• _Extract_
=== Begin Enclosure ===
In addition to demonstrating how gradual changes can bring about features as complex as the human eye, Dawkins states that computer simulation work by Swedish scientists Dan Nilsson and Susanne Pelger (although it is not a computer simulation but simple mathematical model) shows that the eye could have evolved from scratch a thousand times in succession in any animal lineage. In Dawkins' own words, "the time needed for the evolution of the eye... turned out to be too short for geologists to measure! It is a geological blink." And, "it is no wonder the eye has evolved at least forty times independently around the animal kingdom."

=== God's utility function ===

This chapter is Dawkins's take on the meaning of life or the purpose of life.

Dawkins quotes how Charles Darwin lost his faith in religion, "I cannot persuade myself that a beneficent and omnipotent God would have designedly created the Ichneumonidae with the express intention of their feeding within the living bodies of Caterpillars." We ask why a caterpillar should suffer such cruel punishment. We ask why digger wasps couldn't first kill caterpillars to save them from a prolonged and agonising torture. We ask why a child should die an untimely death. And we ask why we should all grow old and die.

Dawkins rephrases the word purpose in terms of what economists call a utility function, meaning "that which is maximised". Engineers often investigate the intended purpose (or utility function) of a piece of equipment using reverse engineering. Dawkins uses this technique to reverse-engineer the purpose in the mind of the Divine Engineer of Nature, or the Utility Function of God.
=== End Enclosure ===
• _Information given_
=== Begin Enclosure ===
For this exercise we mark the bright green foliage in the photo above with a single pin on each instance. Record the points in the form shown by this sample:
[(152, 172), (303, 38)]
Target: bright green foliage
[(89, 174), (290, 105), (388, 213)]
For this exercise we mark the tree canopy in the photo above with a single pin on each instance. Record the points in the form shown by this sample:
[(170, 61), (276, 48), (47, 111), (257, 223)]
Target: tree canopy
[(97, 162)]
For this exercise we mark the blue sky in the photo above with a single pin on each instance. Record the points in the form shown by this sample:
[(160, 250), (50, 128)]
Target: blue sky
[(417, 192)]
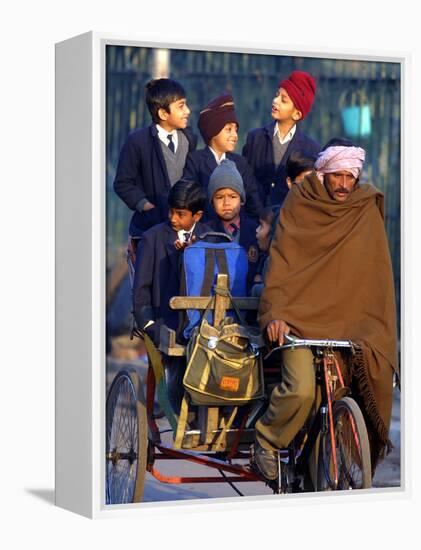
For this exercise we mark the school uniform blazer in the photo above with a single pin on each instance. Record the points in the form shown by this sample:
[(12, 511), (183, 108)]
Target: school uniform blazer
[(258, 150), (199, 167), (248, 241), (157, 274), (142, 174)]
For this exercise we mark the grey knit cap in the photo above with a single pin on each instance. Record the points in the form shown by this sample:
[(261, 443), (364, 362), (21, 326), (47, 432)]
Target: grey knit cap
[(226, 175)]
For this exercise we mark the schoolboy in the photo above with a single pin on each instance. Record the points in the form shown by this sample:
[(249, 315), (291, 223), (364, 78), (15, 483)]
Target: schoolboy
[(152, 159), (267, 148), (157, 271), (218, 126), (227, 195)]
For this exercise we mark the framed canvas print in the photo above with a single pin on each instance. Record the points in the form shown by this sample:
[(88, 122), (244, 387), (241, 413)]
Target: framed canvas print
[(228, 274)]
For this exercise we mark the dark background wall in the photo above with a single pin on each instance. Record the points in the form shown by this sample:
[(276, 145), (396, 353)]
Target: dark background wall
[(371, 88)]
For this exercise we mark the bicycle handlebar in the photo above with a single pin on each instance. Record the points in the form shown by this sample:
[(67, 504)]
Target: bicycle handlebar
[(293, 342)]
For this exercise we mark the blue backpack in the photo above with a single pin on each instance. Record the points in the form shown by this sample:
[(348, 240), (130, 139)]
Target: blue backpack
[(202, 261)]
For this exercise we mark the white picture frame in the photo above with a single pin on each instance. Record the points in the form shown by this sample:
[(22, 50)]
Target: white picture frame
[(80, 276)]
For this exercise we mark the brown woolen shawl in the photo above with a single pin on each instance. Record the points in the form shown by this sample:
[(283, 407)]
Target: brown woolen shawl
[(330, 276)]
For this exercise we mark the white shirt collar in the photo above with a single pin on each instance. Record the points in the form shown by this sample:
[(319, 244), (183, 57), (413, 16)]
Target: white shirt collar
[(182, 232), (162, 134), (218, 160), (289, 135)]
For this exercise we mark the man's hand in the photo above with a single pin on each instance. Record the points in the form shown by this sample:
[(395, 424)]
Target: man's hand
[(276, 330), (148, 206)]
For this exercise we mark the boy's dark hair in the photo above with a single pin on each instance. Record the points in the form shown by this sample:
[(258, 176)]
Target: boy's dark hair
[(299, 161), (338, 142), (187, 195), (159, 93)]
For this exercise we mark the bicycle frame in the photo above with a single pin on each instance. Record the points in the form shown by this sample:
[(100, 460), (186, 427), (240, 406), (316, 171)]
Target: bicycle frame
[(332, 377)]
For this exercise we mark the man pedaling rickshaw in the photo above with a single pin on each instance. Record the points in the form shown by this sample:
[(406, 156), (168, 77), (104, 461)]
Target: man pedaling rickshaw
[(329, 276)]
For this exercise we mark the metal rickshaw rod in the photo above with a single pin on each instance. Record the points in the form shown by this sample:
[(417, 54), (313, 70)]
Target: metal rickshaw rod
[(208, 461), (211, 479)]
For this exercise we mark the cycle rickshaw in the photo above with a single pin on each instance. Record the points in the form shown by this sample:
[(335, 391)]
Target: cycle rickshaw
[(336, 433)]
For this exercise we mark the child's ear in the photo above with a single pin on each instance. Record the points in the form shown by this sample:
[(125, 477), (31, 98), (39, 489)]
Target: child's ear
[(163, 114), (297, 115)]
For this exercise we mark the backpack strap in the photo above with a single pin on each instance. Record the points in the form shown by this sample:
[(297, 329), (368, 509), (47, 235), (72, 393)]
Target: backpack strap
[(209, 275), (182, 421), (221, 260)]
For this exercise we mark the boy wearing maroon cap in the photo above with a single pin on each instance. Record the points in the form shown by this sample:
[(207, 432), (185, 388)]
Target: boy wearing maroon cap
[(268, 148), (218, 126)]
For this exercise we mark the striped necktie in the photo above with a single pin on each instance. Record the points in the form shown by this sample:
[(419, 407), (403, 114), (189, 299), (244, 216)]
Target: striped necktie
[(234, 229), (171, 143)]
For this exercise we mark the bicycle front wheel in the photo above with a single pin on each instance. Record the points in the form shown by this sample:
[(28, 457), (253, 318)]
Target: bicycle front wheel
[(127, 440), (351, 453)]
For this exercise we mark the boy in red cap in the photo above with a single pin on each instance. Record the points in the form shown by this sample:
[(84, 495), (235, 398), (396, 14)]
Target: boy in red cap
[(268, 148), (218, 126)]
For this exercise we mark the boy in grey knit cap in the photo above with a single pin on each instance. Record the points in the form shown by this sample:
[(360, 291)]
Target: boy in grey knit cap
[(227, 195)]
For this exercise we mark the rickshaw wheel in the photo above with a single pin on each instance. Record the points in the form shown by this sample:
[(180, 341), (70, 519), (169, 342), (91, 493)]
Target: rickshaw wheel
[(352, 450), (127, 440)]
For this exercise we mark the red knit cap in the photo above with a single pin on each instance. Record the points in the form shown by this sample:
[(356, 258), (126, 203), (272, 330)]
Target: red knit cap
[(300, 87), (215, 115)]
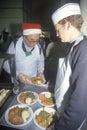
=== End Enclosure ===
• _Questions_
**1)** Print the passage on the evolution of the eye and God's utility function, starting with "Dawkins quotes how" and going on through "old and die.".
**2)** Proceed with the passage on God's utility function, picking up after its final sentence.
The entries play no part in what comes next.

• _Task responses_
**1)**
Dawkins quotes how Charles Darwin lost his faith in religion, "I cannot persuade myself that a beneficent and omnipotent God would have designedly created the Ichneumonidae with the express intention of their feeding within the living bodies of Caterpillars." We ask why a caterpillar should suffer such cruel punishment. We ask why digger wasps couldn't first kill caterpillars to save them from a prolonged and agonising torture. We ask why a child should die an untimely death. And we ask why we should all grow old and die.

**2)**
According to Dawkins, it is a mistake to assume that an ecosystem or a species as a whole exists for a purpose. In fact, it is wrong to suppose that individual organisms lead a meaningful life either. In nature, only genes have a utility function – to perpetuate their own existence with indifference to great sufferings inflicted upon the organisms they build, exploit and discard. As hinted at in chapter one, genes are the supreme lords of the natural world. In other words, the unit of selection is the gene, not an individual, or any other higher-order group as championed by proponents of group selection.

As long as an organism survives its childhood and manages to reproduce thus passing its genes down to the next generation, what happens to the parent organism afterwards does not really bother genes. Because an organism is always at the danger of dying from accidents (a waste of investment), it pays for the genes to build an organism which pools almost all its resources to produce offspring as early as possible. Thus we accumulate damages to our body as we age and harbour late-onset diseases such as Huntington's disease which have minimum impact on the evolutionary success of our gene overlords.

Genes, Dawkins argues, are indifferent to who or what gets hurt, so long as DNA is passed on. He concludes:

 During the minute it takes me to compose this sentence, thousands of animals are being eaten alive; others are running for their lives, whimpering with fear; others are being slowly devoured from within by rasping parasites; thousands of all kinds are dying from starvation, thirst and disease. It must be so. If there is ever a time of plenty, this very fact will automatically lead to an increase in population until the natural state of starvation and misery is restored.

=== The replication bomb ===

In the last chapter, Dawkins considers how Darwinian evolution may look outside planet Earth. It seems that the trigger event would be the spontaneous arising of self-replicating entities or the phenomenon of heredity. Once this process is initiated, it will launch an explosion of replicating entities until all available resources are used and all vacant niches are taken. Thus the title of the chapter.

Dawkins tries to distill ten milestones from the history of the only one replication bomb we know of, life on Earth. He strips any local conditions peculiar to Earth from these milestones which he calls thresholds, in the hope that these thresholds will be applicable to an alien evolution in an alien planetary system.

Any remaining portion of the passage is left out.